THE PROBLEM:
Revise everything from the line containing "shelf --shape polygon" down to the line containing "[[[70,106],[233,30],[171,13],[20,68]]]", replacing "brass drawer handle" with "brass drawer pull" and leaving everything else unchanged.

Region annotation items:
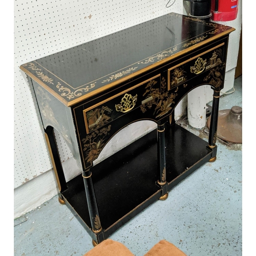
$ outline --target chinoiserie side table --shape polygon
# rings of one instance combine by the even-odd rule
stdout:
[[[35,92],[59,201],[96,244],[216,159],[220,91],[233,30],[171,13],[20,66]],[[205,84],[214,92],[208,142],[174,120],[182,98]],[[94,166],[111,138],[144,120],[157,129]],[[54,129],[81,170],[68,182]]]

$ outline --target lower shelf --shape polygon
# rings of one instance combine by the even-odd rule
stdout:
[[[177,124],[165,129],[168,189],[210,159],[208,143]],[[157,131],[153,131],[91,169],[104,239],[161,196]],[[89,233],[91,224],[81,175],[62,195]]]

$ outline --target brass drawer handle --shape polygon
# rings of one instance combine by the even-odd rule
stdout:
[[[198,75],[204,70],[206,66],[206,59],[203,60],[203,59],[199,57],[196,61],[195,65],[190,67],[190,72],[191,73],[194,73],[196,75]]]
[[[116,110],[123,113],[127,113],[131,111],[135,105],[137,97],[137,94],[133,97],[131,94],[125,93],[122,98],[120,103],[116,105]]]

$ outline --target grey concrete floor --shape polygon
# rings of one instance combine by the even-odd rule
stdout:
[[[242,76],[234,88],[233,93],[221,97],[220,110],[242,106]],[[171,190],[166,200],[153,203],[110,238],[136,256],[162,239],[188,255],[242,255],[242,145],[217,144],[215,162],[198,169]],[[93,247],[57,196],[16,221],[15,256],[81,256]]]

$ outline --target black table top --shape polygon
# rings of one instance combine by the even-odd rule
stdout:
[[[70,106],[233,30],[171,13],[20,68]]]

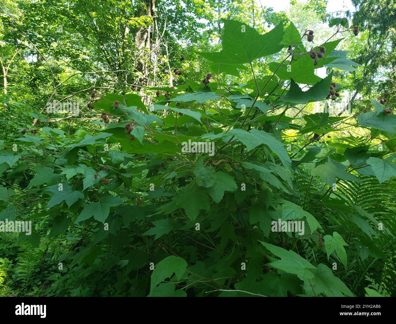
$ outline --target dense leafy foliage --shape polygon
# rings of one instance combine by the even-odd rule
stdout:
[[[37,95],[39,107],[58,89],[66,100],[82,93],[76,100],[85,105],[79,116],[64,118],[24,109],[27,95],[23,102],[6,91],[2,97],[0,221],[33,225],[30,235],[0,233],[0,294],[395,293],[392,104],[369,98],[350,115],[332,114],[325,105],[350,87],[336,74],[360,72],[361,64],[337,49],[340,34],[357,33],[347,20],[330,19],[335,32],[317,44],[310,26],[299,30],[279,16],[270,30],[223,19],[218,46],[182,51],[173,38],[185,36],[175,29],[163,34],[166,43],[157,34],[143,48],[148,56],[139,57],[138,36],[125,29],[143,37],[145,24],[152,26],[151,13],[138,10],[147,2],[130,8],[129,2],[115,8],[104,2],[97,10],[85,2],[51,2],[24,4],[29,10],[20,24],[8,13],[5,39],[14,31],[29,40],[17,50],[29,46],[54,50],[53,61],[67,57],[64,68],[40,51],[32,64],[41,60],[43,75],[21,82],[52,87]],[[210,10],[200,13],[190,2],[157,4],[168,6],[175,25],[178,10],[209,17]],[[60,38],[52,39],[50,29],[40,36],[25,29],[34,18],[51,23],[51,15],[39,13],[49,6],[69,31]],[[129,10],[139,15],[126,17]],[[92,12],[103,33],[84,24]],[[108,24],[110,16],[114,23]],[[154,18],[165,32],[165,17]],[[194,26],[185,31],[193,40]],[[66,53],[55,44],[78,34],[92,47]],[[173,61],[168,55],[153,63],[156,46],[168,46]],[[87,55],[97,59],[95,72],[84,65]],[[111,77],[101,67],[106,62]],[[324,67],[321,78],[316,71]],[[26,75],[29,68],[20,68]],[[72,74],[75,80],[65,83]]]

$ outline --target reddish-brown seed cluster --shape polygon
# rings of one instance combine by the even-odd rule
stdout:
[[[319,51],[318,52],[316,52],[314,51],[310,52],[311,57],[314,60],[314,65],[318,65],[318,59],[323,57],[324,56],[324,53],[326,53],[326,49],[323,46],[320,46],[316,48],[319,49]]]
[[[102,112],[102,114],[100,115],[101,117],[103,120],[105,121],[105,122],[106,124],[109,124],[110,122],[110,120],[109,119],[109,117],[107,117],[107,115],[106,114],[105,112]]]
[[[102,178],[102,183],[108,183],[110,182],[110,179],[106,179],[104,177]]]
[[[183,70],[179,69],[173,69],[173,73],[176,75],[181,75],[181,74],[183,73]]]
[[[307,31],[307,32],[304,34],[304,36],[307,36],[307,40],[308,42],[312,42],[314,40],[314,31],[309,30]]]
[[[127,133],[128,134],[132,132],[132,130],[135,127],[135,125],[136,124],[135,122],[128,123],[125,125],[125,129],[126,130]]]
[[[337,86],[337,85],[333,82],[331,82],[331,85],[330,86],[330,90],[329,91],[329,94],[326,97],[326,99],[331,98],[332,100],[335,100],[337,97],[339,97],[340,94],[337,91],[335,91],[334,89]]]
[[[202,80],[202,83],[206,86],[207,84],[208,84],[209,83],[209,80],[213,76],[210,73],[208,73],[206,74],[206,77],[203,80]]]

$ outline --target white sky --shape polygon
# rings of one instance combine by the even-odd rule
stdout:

RESPONSE:
$ outline --target lower shelf --shape polygon
# rings of one instance combine by the even-odd rule
stdout:
[[[177,124],[165,129],[168,189],[210,159],[208,143]],[[157,131],[153,131],[91,169],[104,239],[161,196]],[[89,233],[91,224],[81,175],[62,195]]]

$ outline --target brass drawer pull --shape polygon
# rings of one instance combine by the even-odd rule
stdout:
[[[198,75],[204,70],[206,66],[206,59],[203,60],[203,59],[199,57],[196,61],[195,65],[190,67],[190,72],[191,73],[194,73],[196,75]]]
[[[116,110],[123,113],[127,113],[131,111],[135,105],[137,97],[137,94],[133,97],[131,94],[125,93],[122,98],[120,103],[116,105]]]

$ outline --target grey concrete floor --shape polygon
# rings of one instance combine by the even-odd rule
stdout:
[[[242,76],[234,88],[233,93],[221,97],[220,110],[242,106]],[[171,190],[166,200],[153,203],[110,238],[136,256],[162,239],[188,255],[242,255],[242,145],[217,144],[215,162],[198,169]],[[93,247],[57,196],[16,221],[15,256],[81,256]]]

$ outline --target black table top --shape polygon
# rings of one instance combine by the even-odd rule
stdout:
[[[70,106],[233,30],[171,13],[20,68]]]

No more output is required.